• _Set problem_:
From the piece on validating others, reproduce word for word the passage between "How to handle" and "own two feet.", inclusive.

• _Extract_:
“I better comfort her because she can’t handle this.”

"Under Water" detail by Mimi Stuart ©

“Under Water” detail by Mimi Stuart ©

Validating others can backfire

Ironically, those who depend on another person’s validation to feel secure about themselves are causing their insecurity to intensify. If they depend on their partner, friend, or parent to validate them in order to appease their anxiety, they are allowing others to re-enforce their limitations. This will prevent them from growing and from developing a stronger sense of themselves when faced with difficulty, discomfort and anxiety.

Who is really the anxious one?

When somebody is upset, scared, or uncomfortable, are you the one that intervenes and tries to make it right? You may not think that you are the anxious one but generally what spurs somebody into quick action in an effort to validate others who are upset is their own anxiety.

People who find themselves frequently validating their partner, friend, or child think that it’s the other person who needs to be protected from falling apart or freaking out. Yet often they themselves are the ones who cannot tolerate their own anxiety in face of another person’s fear or problems. They focus so much on the other person that they are not even aware that their attempts to soothe the other person and to fix their problems results from their own discomfort with their own anxiety.

Dr. James Hollis holds that “the quality of all of our relationships is a direct function of our relationship to ourselves.” Thus, “the best thing we can do for our relationships with others… is to render our relationship to ourselves more conscious.”

How to handle another person’s anxiety

Avoid responding to other people’s anxiety with increased anxiety, which may express itself as validating them or fixing things for them. When you rush to soothe another person, you treat that person as a child, which prevents them from developing their own ability to stand on their own two feet.

Rather than soothing others who are facing some difficulty, it is more respectful to be with them or check in on them while allowing them to take care of themselves. Rather than validating them with efforts to appease, praise, and agree with them, tell them the truth, but do it with kindness. Rather than fixing the problem for them, be available for a conversation, and start by listening.

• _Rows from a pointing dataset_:
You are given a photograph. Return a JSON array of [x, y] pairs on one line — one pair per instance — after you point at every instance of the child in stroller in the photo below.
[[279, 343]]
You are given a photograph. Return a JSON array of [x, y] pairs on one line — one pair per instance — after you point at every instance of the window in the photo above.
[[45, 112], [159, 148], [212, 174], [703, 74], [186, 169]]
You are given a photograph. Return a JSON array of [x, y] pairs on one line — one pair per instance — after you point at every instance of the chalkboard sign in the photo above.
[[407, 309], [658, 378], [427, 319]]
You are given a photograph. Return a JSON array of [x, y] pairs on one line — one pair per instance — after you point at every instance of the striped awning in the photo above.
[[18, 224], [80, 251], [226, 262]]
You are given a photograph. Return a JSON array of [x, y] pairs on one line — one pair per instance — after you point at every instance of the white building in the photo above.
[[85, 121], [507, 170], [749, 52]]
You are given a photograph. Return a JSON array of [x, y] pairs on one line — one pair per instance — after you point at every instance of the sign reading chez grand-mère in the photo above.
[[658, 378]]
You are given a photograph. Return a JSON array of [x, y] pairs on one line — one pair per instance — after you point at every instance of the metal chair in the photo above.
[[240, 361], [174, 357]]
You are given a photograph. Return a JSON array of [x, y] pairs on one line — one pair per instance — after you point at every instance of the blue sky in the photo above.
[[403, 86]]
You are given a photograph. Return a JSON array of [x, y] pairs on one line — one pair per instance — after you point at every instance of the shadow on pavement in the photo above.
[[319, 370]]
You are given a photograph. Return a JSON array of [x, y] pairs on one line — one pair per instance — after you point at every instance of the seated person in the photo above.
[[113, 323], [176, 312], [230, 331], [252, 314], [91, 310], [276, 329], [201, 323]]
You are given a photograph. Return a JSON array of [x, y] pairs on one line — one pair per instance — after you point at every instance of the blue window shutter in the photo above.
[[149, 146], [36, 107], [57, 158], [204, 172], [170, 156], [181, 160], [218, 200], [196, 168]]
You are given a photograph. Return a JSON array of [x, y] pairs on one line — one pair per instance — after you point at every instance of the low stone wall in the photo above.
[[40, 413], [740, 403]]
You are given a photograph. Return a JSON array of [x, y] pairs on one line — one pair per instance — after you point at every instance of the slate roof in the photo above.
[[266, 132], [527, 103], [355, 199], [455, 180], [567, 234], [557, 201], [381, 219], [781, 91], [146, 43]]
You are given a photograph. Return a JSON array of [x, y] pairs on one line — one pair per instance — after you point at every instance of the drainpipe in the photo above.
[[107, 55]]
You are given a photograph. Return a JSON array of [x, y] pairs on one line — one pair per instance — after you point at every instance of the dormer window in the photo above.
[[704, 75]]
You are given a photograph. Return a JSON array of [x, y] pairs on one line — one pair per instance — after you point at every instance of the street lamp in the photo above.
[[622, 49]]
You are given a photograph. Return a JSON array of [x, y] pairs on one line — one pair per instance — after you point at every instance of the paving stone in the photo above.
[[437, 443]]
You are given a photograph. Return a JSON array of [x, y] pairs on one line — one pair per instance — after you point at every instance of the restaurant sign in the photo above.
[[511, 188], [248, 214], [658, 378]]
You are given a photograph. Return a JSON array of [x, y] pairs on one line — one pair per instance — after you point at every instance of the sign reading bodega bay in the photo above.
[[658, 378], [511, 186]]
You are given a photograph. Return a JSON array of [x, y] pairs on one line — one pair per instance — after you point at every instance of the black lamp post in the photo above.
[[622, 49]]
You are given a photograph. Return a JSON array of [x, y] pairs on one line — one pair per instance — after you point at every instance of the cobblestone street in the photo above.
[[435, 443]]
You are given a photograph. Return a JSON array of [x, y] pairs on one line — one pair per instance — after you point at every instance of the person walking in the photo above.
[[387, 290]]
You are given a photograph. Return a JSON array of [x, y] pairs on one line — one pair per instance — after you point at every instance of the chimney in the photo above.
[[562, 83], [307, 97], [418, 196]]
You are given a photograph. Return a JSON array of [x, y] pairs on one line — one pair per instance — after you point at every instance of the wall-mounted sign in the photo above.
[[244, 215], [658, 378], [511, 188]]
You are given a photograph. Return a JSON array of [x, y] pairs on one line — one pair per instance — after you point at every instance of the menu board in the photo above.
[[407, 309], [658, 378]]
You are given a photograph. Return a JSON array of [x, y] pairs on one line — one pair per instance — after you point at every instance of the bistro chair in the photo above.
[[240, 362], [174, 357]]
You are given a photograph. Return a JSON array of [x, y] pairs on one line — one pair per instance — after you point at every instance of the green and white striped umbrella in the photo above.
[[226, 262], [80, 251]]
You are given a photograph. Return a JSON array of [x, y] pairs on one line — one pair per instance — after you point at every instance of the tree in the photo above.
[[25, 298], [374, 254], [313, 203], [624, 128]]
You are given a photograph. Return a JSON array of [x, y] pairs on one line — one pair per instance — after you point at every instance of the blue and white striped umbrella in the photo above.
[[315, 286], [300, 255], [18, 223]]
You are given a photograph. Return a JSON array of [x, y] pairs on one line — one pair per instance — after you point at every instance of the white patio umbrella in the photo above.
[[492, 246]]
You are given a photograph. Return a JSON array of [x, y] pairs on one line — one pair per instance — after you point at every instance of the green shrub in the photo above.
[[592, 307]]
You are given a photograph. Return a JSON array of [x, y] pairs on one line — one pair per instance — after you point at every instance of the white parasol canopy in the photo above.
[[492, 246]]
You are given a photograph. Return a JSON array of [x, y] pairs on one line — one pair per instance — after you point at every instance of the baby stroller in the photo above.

• _Answer to the task_:
How to handle another person’s anxiety

Avoid responding to other people’s anxiety with increased anxiety, which may express itself as validating them or fixing things for them. When you rush to soothe another person, you treat that person as a child, which prevents them from developing their own ability to stand on their own two feet.